Franklin Cty. Sheriff's Dept. v. State Emp. Relations Bd.

Decision Date22 April 1992
Docket NumberNo. 90-2033,90-2033
Citation589 N.E.2d 24,63 Ohio St.3d 498
Parties, 1992 SERB 4-73 FRANKLIN COUNTY SHERIFF'S DEPARTMENT, Appellee, v. STATE EMPLOYMENT RELATIONS BOARD et al., Appellants.
CourtOhio Supreme Court

SYLLABUS BY THE COURT

1. Investigatory files compiled by the State Employment Relations Board pursuant to R.C. 4117.12 must be disclosed upon request pursuant to R.C. 4117.17 and 149.43 unless an in camera inspection demonstrates that all or any portions of the files are excepted from disclosure. Excepted information may be redacted prior to disclosure.

2. Pursuant to R.C. 4117.13(B), it is within the trial court's discretion to remand a case to the State Employment Relations Board to take additional evidence regarding a violation of the order being appealed.

This action was initiated by the Fraternal Order of Police, Capital City Lodge No. 9 ("FOP") when it filed an unfair labor practice charge against the Franklin County Sheriff's Department ("sheriff") in June 1987.

The FOP and the sheriff had entered into a collective bargaining agreement under which deputies working for the sheriff are classified as Deputy 1, Deputy 2 or Deputy 3. A Deputy 1 is not required to hold a valid Ohio Peace Officer Training Certificate, may not carry firearms or make arrests, and may not wear a uniform to or from work. The sheriff also grants auxiliary commissions to deputies. A deputy must obtain a valid Ohio Peace Officer Training Certificate within one year of his appointment date to qualify for such a commission. Deputies with auxiliary commissions may perform additional functions, including patrol duty, service of process, work in the jail, and 911 emergency telephone service. A Deputy 1 who holds an auxiliary commission is designated a Deputy 1A.

The circumstances leading to the FOP charge filed with the State Employment Relations Board ("SERB") arose when two Deputy 1As and a Deputy 2 filed grievances under the collective bargaining agreement. The grievances were denied pursuant to the procedure provided in the collective bargaining agreement. The deputies requested that the grievances be submitted to arbitration. The sheriff then notified the two Deputy 1As that their auxiliary commissions would be revoked, and threatened revocation of all auxiliary commissions.

Set exercise 1: Decide whether each statement agrees with the court decision, answering yes or no and quoting the exact words that settle it: (a) A Deputy 1 may carry firearms. (b) The FOP filed its unfair labor practice charge in June 1987. (c) A deputy has two years from appointment to obtain the certificate needed for an auxiliary commission.
Set exercise 2:
Answer these questions from the court decision:
(a) Which court decided the case?
(b) What is a Deputy 1 who holds an auxiliary commission called?
(c) Which deputies filed grievances under the collective bargaining agreement?
Set exercise 3: Write out the part of the court decision starting at "CourtOhio Supreme Court" and ending at "prior to disclosure.".
The material after this point is not needed.

Information shown:
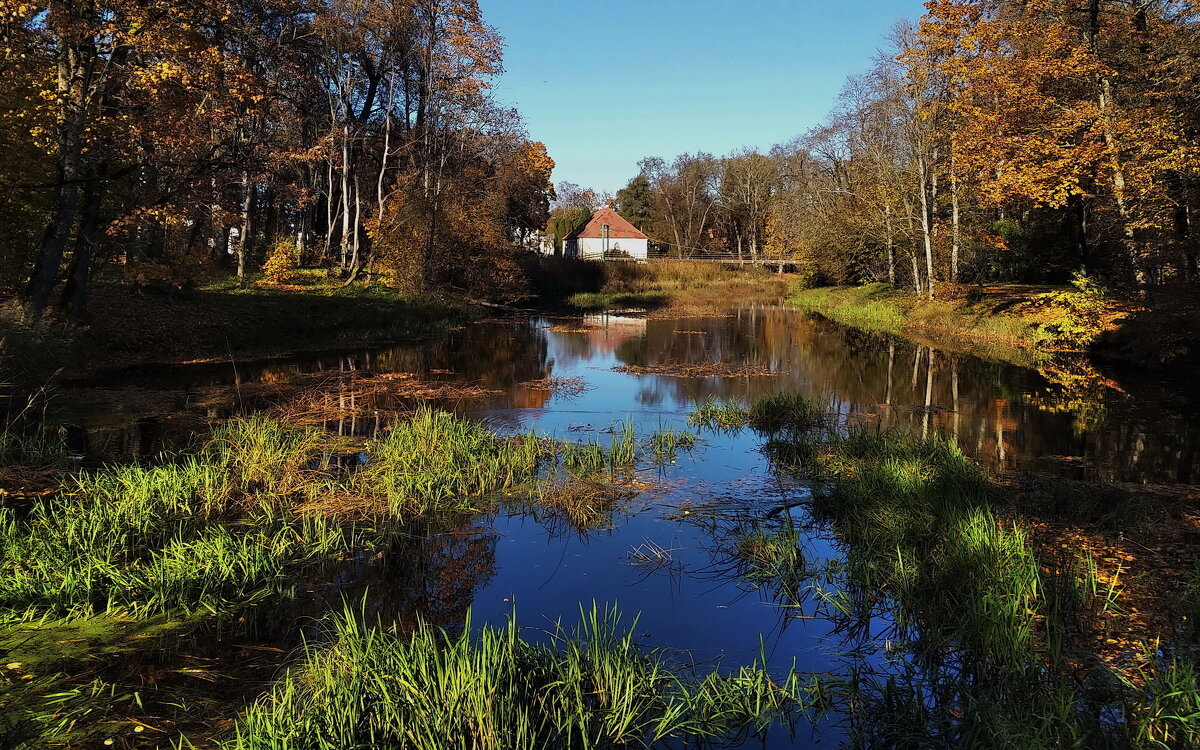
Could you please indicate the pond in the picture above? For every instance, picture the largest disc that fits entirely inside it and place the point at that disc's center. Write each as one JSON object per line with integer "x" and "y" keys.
{"x": 671, "y": 553}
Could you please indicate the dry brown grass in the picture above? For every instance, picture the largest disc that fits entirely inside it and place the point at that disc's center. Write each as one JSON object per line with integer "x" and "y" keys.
{"x": 699, "y": 370}
{"x": 583, "y": 504}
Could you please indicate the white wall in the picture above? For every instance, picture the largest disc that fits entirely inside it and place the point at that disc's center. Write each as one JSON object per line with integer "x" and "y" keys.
{"x": 593, "y": 247}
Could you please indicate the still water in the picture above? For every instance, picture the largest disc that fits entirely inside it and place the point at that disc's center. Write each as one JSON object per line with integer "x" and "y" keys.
{"x": 669, "y": 555}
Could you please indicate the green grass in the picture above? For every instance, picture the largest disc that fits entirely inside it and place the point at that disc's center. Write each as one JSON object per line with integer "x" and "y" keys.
{"x": 981, "y": 328}
{"x": 150, "y": 539}
{"x": 719, "y": 414}
{"x": 246, "y": 514}
{"x": 789, "y": 411}
{"x": 983, "y": 623}
{"x": 437, "y": 462}
{"x": 665, "y": 444}
{"x": 587, "y": 687}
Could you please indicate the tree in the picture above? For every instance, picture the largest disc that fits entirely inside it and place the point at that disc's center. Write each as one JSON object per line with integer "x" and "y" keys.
{"x": 634, "y": 202}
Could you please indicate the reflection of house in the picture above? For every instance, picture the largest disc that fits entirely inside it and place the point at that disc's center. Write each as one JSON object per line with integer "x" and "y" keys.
{"x": 606, "y": 234}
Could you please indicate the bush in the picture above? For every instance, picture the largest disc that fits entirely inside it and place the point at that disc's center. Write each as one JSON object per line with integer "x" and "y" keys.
{"x": 281, "y": 263}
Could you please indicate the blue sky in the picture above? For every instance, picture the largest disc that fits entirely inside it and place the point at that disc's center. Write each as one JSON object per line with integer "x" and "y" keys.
{"x": 605, "y": 83}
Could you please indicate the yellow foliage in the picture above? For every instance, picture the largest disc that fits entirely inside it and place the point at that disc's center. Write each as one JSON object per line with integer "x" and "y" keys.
{"x": 281, "y": 263}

Final answer 1:
(a) No: "may not carry firearms or make arrests"
(b) Yes: "in June 1987"
(c) No: "within one year of his appointment date"

Final answer 2:
(a) The Ohio Supreme Court
(b) A Deputy 1A
(c) Two Deputy 1As and a Deputy 2

Final answer 3:
CourtOhio Supreme Court

SYLLABUS BY THE COURT

1. Investigatory files compiled by the State Employment Relations Board pursuant to R.C. 4117.12 must be disclosed upon request pursuant to R.C. 4117.17 and 149.43 unless an in camera inspection demonstrates that all or any portions of the files are excepted from disclosure. Excepted information may be redacted prior to disclosure.